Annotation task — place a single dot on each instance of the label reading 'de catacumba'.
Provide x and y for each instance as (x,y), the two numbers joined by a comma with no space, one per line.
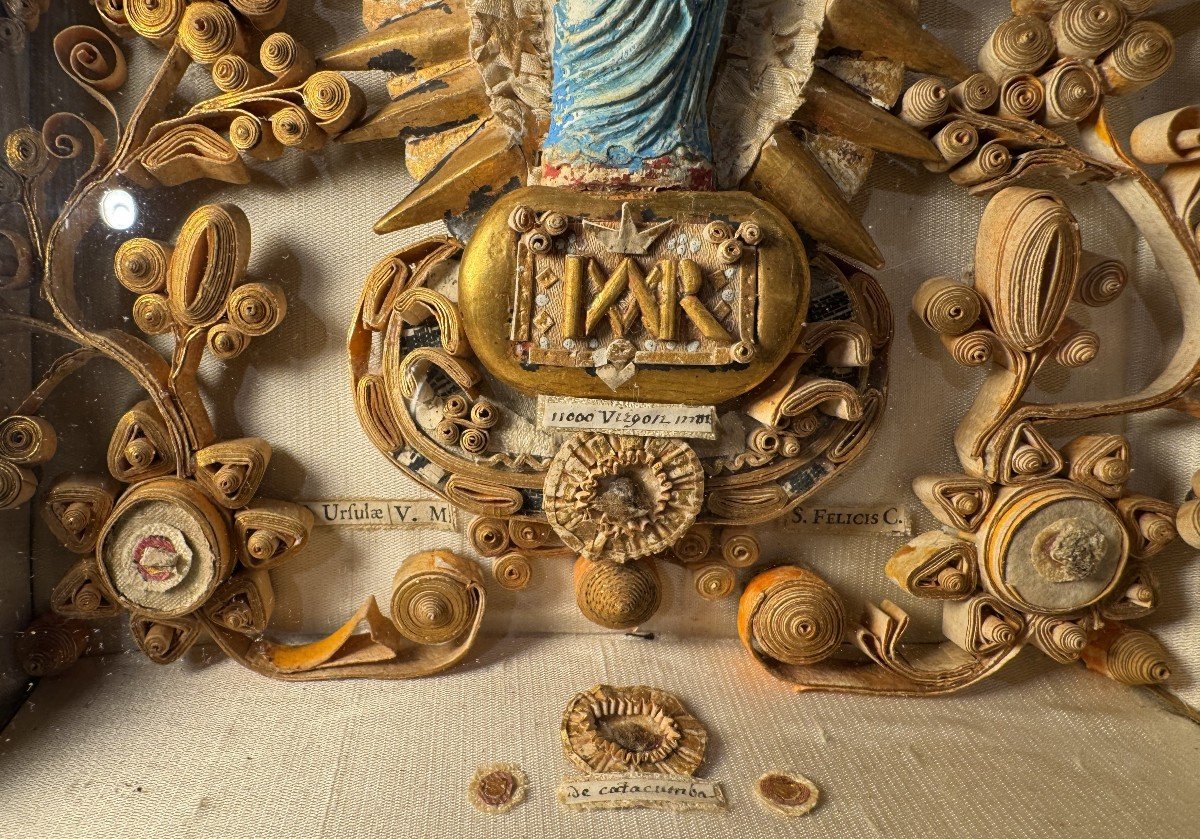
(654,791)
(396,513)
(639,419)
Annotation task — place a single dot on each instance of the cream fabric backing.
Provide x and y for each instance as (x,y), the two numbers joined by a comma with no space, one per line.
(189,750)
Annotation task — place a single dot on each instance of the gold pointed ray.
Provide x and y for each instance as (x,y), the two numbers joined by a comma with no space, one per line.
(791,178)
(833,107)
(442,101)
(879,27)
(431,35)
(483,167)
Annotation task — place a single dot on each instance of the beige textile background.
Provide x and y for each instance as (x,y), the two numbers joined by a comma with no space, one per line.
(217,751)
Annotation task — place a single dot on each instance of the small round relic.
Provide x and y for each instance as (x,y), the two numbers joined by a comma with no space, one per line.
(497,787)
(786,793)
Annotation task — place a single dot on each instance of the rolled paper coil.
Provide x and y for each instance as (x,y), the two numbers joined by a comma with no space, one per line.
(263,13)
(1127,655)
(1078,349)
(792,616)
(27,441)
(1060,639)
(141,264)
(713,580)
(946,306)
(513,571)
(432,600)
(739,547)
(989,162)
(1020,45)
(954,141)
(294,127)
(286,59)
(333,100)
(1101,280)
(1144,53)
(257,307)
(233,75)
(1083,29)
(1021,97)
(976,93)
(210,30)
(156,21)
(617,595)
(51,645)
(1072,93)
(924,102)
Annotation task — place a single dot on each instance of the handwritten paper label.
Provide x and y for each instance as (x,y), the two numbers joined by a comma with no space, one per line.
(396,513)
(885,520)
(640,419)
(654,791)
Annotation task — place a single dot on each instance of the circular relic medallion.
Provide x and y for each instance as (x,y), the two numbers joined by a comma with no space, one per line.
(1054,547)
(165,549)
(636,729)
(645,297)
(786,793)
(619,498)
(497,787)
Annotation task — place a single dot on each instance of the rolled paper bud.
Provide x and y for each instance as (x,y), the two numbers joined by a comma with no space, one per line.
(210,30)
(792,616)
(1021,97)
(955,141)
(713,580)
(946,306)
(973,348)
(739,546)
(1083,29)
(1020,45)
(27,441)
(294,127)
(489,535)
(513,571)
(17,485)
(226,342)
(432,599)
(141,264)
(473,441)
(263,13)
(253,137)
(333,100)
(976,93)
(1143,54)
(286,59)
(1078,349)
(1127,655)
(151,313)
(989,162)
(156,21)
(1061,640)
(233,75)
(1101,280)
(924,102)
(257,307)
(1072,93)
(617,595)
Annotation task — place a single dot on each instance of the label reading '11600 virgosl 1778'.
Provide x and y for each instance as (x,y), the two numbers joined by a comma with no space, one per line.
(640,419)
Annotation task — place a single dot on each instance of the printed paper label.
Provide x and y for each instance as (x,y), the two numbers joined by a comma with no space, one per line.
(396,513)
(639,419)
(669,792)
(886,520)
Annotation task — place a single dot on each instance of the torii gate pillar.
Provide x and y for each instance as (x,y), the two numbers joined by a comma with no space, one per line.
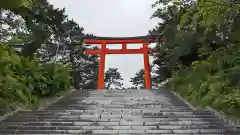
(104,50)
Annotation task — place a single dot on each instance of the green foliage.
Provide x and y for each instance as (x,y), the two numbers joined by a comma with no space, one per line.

What is required
Copy out word for word the part of the material that opens with the line containing "printed paper label." and closes with the final line of the material, both ends included. Leave the pictures out of your answer.

Solution to this exercise
Annotation task — place a single dot on each instance of the printed paper label.
Provide x and y for each instance as (x,y), the two numbers joined by a comma with no space, one per line.
(396,513)
(639,419)
(669,792)
(886,520)
Annotation task — place a single dot on each instance of the torii gate pillar.
Provide x and y for each instance as (x,y), the two numbers joined by a comma with no space, one per line.
(104,50)
Annotation task — place a single dot on each instance of the green foliage.
Provide x and y for each instance as (x,y), the two numbers joined by a comma with no space, one per line.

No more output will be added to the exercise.